Message Queues and Pub/Sub

Updated 8 hours ago

Message queues and publish-subscribe exist because of a simple reality: in distributed systems, things fail. Services crash. Networks partition. Components run at wildly different speeds. If Service A needs to tell Service B something important, but B is down—what happens to that message?

These patterns answer that question differently. Understanding which answer you need determines which pattern to use.

The Core Problem

Direct communication between services is fragile. When Service A calls Service B synchronously, A has to wait. If B is slow, A is slow. If B is down, A fails. If A sends requests faster than B can handle them, something breaks.

Message queues and pub/sub both solve this by introducing indirection. Instead of A talking directly to B, A talks to an intermediary. The message sits between them, patient and durable, holding the request until someone is ready to fulfill it.

This indirection buys you three things: temporal decoupling (sender and receiver don't need to be available simultaneously), load leveling (bursts get absorbed into the queue), and failure isolation (one component's crash doesn't cascade).

Message Queues: One Message, One Consumer

A message queue implements point-to-point communication. Producers send messages to a queue. Consumers pull messages from the queue. Each message is processed by exactly one consumer.

Picture a bakery with a ticket dispenser. Customers take tickets (messages join the queue). When a baker is free, they call the next number. Once a baker takes a ticket, no other baker handles that customer. If more customers arrive than bakers can handle, the queue grows. If a baker is slow, customers wait longer—but nobody gets served twice, and nobody gets skipped.

This pattern is natural for work distribution. Background jobs. Order processing. Any task where you need exactly-once handling and want to scale by adding more workers.

Pub/Sub: One Message, Many Consumers

Publish-subscribe implements one-to-many communication. Publishers send messages to topics. Subscribers receive copies of messages from topics they've subscribed to. Each message can be processed by many consumers independently.

When a user changes their email address, multiple systems might care: billing needs to update invoices, marketing needs to update campaigns, support needs to update tickets. With pub/sub, you publish one "email changed" event. Each system subscribes and handles it independently. They don't know about each other. They don't coordinate. They just listen and react.

This is event-driven architecture. Systems become loosely coupled—connected by events rather than direct calls. Adding a new consumer means subscribing to the topic, not modifying the publisher.

The Fundamental Difference

Queues distribute work. Pub/sub broadcasts events.

(Recorded data)
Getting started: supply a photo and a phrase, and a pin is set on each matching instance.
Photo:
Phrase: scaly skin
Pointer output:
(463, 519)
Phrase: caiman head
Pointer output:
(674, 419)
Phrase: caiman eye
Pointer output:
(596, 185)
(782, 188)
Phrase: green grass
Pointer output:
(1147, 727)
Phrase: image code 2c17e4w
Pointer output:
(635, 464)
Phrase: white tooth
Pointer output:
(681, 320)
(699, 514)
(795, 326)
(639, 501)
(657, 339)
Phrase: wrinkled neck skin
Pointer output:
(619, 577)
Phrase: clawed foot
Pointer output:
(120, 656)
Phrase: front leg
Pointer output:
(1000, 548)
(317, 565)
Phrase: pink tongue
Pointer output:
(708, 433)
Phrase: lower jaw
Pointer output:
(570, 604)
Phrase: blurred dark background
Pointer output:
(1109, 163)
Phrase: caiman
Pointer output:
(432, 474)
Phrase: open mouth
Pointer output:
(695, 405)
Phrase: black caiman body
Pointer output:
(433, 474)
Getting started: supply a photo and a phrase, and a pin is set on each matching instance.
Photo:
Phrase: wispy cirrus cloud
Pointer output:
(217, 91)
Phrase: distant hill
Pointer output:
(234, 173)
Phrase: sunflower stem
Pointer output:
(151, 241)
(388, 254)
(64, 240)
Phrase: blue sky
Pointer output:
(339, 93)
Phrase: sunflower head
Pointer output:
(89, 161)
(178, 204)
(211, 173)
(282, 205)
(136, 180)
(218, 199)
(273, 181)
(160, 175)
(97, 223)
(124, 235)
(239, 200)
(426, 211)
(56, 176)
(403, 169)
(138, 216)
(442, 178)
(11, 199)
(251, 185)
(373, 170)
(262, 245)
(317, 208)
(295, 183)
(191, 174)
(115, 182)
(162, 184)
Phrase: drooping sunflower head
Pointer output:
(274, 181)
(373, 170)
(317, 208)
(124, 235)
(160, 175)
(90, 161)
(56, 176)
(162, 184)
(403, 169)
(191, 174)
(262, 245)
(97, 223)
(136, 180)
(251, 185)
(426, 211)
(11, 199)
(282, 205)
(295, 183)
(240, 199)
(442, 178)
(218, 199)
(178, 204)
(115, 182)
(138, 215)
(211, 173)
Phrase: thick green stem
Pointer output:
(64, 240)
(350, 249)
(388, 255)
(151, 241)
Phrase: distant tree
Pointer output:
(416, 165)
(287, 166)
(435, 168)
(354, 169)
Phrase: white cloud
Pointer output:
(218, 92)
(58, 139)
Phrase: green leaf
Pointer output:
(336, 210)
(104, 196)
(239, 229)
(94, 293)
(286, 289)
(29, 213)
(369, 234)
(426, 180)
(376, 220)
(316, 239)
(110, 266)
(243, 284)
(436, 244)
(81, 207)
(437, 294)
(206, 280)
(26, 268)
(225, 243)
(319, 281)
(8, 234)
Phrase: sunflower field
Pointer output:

● **Required work**:
1 - According to the message queues article, what three things does indirection buy you?
2 - Transcribe the stretch of the message queues article from "Message queues and publish-subscribe" through "pattern to use.".
3 - Finish out the next part of the message queues article, picking up after its last sentence.
The records come from a separate source.

● **Expected outputs**:
1 - Temporal decoupling, load leveling, and failure isolation.

2 -
Message queues and publish-subscribe exist because of a simple reality: in distributed systems, things fail. Services crash. Networks partition. Components run at wildly different speeds. If Service A needs to tell Service B something important, but B is down—what happens to that message?

These patterns answer that question differently. Understanding which answer you need determines which pattern to use.

3 -
With a queue, consumers compete. Ten messages in the queue, three workers—each worker might get three or four messages. No message gets processed twice.

With pub/sub, consumers don't compete. Ten messages published, three subscribers—each subscriber gets all ten messages. Every subscriber processes every message independently.

Some systems blur this line. Kafka topics can be consumed by multiple consumer groups (pub/sub semantics), but within a consumer group, messages are distributed among members (queue semantics). This lets you have both: broadcast to multiple applications, distribute work within each application.

Delivery Guarantees

What happens if a message gets lost? What if it gets delivered twice? These questions matter enormously, and different systems answer them differently.

At-most-once: Messages are sent once and never retried. If they get lost, they're gone. Fast and simple, but unreliable. Fine for metrics where occasional loss is acceptable.

At-least-once: Messages are retried until acknowledged. No message is lost, but duplicates are possible. The consumer must handle receiving the same message twice—typically by making processing idempotent (processing the same message twice produces the same result as processing it once).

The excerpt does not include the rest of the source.